*Textauszug:*
Bingen am Rhein: Heilig-Geist-Hospital wird zur Regioklinik
Das Heilig-Geist-Hospital in Bingen am Rhein (Landkreis Mainz-Bingen, Rheinland-Pfalz) steht vor einem Neustart. Nachdem das Krankenhaus im Mai 2026 Insolvenz anmelden musste, gibt es nun eine Einigung. Die Stadt, der Landkreis und der Insolvenzverwalter Jens Lieser haben sich auf ein Konzept geeinigt, um den Standort zu retten.
Aus dem großen Krankenhaus soll eine sogenannte Regioklinik werden. Das bedeutet: Das Angebot wird kleiner, aber dafür passgenauer. Geplant sind etwa 50 Betten. Der Fokus liegt künftig vor allem auf der Inneren Medizin und der Geriatrie, also der Behandlung älterer Menschen. Die ambulanten Leistungen des Medizinischen Versorgungszentrums (MVZ) bleiben komplett erhalten.
Der Grund für die Krise war eine Mischung aus steigenden Kosten, notwendigen Investitionen in die IT und den allgemeinen Veränderungen im deutschen Krankenhauswesen. Die Beteiligten sind sich einig, dass das neue Modell als Regioklinik die einzige Chance ist, das Krankenhaus wirtschaftlich zu betreiben und gleichzeitig die Grundversorgung für die Menschen vor Ort zu garantieren.

*Bereitgestelltes Material:*
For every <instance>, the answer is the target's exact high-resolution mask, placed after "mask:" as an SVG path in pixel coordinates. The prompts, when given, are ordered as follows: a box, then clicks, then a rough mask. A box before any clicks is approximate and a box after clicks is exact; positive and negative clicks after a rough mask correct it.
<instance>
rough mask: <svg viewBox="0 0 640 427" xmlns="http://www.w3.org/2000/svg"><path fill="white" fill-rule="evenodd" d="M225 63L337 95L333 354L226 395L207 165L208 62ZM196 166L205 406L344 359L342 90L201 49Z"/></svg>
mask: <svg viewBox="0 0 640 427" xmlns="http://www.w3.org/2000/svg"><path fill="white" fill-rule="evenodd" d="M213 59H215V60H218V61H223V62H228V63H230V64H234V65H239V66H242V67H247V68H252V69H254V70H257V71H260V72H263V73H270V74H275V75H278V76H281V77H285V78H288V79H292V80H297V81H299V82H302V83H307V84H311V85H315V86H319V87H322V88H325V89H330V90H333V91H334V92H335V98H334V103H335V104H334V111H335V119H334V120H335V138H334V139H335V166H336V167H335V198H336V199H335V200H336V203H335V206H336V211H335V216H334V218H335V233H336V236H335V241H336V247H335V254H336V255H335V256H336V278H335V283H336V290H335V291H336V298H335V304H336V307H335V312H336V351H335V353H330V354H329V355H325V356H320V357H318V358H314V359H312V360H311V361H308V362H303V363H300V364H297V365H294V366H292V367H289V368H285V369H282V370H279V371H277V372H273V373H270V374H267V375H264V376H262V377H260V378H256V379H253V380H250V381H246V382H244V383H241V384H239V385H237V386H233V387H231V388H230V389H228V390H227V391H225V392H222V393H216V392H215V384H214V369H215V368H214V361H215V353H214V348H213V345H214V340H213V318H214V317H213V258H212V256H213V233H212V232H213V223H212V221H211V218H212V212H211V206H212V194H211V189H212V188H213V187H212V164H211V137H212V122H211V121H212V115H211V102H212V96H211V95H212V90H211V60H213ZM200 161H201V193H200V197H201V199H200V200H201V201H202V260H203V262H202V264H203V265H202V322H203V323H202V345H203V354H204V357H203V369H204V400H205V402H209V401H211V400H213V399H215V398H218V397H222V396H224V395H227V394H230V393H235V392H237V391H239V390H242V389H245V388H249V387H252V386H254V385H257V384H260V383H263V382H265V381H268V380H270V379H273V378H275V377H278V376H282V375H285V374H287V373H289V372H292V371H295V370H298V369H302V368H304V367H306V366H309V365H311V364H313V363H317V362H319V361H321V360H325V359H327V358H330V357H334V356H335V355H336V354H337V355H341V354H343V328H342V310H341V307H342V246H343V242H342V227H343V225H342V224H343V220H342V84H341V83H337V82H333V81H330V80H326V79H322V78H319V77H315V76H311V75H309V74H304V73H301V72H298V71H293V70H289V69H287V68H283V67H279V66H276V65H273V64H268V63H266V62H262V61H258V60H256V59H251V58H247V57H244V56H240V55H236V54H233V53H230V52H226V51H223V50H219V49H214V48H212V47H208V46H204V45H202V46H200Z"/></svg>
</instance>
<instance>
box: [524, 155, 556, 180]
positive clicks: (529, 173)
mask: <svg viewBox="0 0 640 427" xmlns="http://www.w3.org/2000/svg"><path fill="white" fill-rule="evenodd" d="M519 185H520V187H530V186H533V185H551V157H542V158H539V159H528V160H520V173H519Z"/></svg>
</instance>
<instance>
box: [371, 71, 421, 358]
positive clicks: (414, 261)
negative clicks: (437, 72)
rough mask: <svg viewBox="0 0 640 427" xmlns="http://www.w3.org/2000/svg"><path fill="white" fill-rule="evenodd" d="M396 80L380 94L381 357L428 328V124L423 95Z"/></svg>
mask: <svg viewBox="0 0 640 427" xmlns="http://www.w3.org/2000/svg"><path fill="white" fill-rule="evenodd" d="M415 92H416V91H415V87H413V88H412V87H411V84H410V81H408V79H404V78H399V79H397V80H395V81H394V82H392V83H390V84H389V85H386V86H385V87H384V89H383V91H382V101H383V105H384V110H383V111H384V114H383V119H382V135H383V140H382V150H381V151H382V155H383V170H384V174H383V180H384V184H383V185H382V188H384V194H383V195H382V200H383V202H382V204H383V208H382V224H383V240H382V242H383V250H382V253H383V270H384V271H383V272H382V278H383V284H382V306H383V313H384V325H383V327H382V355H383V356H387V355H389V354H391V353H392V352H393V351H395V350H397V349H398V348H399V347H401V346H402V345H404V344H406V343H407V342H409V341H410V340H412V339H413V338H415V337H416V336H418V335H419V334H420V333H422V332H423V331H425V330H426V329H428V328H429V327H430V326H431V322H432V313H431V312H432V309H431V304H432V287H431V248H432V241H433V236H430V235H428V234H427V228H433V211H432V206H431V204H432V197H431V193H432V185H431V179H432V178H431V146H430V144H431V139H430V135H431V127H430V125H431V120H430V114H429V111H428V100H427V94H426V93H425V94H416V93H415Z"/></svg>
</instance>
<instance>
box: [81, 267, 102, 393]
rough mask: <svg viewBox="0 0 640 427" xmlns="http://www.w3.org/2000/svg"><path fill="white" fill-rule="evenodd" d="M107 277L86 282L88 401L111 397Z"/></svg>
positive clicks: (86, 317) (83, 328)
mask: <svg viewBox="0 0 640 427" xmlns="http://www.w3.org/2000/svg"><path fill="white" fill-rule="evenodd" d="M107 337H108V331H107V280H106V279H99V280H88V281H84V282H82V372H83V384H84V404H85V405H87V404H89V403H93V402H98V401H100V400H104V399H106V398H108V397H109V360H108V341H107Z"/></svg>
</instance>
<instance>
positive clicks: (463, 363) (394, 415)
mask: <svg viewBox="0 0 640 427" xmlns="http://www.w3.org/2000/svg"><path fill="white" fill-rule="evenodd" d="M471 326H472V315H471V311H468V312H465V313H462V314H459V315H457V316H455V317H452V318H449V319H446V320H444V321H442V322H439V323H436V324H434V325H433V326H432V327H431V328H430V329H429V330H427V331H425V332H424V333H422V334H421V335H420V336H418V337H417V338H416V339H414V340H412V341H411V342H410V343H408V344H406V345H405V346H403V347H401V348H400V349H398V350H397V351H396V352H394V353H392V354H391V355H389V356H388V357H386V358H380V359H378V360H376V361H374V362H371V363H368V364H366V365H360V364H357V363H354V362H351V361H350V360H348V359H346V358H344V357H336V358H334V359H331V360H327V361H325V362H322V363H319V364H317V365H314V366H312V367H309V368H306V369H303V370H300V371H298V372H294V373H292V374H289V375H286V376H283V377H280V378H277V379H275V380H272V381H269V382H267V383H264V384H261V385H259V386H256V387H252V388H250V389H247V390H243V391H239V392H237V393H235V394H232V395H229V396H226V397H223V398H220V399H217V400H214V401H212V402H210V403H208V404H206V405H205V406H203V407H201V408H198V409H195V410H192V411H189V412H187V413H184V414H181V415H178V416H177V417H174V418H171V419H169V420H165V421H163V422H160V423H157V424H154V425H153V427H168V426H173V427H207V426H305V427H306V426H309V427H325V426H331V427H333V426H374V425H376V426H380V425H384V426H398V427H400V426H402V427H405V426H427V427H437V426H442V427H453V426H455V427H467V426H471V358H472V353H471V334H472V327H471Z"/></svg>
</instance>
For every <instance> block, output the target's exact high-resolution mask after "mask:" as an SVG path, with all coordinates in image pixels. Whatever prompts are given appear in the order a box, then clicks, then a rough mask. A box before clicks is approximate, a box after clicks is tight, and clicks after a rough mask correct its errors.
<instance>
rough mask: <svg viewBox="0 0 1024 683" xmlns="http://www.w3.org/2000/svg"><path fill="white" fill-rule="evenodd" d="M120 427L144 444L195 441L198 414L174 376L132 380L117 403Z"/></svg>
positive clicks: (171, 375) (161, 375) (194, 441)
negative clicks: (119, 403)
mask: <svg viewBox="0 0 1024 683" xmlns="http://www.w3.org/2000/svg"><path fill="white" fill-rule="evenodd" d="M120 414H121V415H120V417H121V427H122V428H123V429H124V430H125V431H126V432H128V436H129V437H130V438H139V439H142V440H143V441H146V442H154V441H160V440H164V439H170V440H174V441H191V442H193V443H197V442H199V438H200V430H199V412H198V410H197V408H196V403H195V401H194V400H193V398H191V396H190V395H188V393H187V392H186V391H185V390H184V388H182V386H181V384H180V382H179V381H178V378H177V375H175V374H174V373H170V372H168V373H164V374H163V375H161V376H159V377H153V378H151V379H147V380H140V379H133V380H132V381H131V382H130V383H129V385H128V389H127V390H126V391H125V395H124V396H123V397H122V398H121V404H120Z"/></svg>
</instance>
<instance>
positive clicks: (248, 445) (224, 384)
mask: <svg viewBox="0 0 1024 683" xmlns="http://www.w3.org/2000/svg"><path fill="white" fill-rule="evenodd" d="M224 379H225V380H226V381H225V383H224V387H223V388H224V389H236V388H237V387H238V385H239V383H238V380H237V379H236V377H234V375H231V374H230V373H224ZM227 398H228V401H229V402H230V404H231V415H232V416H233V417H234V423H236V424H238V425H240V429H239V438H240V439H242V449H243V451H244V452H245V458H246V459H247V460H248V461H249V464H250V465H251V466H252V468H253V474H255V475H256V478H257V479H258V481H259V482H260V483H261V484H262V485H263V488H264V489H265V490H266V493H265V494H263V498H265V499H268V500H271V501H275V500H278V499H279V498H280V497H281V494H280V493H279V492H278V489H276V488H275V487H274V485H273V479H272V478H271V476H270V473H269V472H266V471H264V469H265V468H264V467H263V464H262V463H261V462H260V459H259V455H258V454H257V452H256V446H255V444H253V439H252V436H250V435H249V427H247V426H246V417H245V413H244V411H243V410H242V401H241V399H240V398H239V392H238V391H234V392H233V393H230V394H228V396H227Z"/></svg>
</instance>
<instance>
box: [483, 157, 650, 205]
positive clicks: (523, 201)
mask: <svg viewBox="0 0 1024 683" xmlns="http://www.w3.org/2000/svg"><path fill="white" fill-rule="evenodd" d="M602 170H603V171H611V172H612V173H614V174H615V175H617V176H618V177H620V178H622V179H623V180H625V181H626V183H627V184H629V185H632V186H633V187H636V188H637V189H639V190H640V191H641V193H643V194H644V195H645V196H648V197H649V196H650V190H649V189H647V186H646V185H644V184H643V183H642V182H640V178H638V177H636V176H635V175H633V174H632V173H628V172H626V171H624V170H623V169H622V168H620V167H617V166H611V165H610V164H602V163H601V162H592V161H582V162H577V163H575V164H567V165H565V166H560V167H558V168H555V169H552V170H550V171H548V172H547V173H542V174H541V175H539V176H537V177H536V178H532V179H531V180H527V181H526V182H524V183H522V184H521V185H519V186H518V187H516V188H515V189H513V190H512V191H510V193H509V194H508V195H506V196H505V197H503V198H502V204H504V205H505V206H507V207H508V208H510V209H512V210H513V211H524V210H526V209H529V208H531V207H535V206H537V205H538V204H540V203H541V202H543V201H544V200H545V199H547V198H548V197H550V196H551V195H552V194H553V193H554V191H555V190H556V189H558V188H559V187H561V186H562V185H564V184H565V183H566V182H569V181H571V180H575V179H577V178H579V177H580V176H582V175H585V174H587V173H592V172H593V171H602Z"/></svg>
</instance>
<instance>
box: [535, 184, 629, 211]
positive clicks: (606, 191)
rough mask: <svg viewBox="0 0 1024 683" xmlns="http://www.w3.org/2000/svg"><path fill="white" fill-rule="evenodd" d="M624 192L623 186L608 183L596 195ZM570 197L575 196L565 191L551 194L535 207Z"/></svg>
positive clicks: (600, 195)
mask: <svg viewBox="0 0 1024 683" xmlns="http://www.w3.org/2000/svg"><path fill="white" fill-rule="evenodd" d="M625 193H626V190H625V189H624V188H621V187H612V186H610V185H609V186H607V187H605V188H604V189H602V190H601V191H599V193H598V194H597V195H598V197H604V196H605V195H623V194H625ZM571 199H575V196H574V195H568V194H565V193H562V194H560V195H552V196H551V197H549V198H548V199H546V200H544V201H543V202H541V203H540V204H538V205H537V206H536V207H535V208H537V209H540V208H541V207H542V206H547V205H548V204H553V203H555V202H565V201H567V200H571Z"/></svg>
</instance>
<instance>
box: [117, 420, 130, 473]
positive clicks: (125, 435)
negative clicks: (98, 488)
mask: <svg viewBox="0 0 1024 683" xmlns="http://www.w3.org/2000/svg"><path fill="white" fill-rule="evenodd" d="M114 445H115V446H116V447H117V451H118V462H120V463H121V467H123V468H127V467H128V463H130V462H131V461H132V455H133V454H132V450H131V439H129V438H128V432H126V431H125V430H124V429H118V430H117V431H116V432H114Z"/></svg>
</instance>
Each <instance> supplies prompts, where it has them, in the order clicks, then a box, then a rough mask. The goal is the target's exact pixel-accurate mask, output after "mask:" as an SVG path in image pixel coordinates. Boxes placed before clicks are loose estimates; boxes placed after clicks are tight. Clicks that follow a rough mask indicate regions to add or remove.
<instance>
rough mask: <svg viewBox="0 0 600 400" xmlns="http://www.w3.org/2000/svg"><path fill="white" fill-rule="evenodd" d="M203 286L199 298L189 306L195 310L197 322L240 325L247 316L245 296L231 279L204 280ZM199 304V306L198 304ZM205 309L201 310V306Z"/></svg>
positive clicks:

*Arbeitsauftrag A:*
Beantworte anhand des Artikels über das Heilig-Geist-Hospital diese Fragen:
(i) In welchem Monat und Jahr musste das Krankenhaus Insolvenz anmelden?
(ii) Wie viele Betten sind für die Regioklinik ungefähr geplant?
(iii) Welche drei Ursachen der Krise werden genannt?
*Arbeitsauftrag B:* Schreibe den Artikel über das Heilig-Geist-Hospital im Anschluss an seinen letzten Satz weiter.
Die Datensätze sind eigenständiges Material und gehören nicht zum Artikel über das Heilig-Geist-Hospital.

*Antwort A:*
(i) Im Mai 2026.
(ii) Etwa 50 Betten.
(iii) Steigende Kosten, notwendige Investitionen in die IT und die allgemeinen Veränderungen im deutschen Krankenhauswesen.

*Antwort B:*
Damit das Ganze klappt, gibt es finanzielle Unterstützung. Die bisherigen Gesellschafter zahlen in einer Übergangsphase Geld in das Projekt. Außerdem wird geprüft, ob das Land Rheinland-Pfalz weitere Fördergelder bereitstellt. Das Gesundheitsministerium hat bereits signalisiert, dass es den Plan unterstützt.
Die Mitarbeiter des Krankenhauses wurden bereits am 20. August 2026 persönlich über die Pläne informiert. Wenn alles nach Plan läuft, geht die Regioklinik am 1. September 2026 offiziell in Betrieb.
Ob und inwieweit weitere Fördermittel des Landes fließen, wird in den nächsten Schritten geklärt.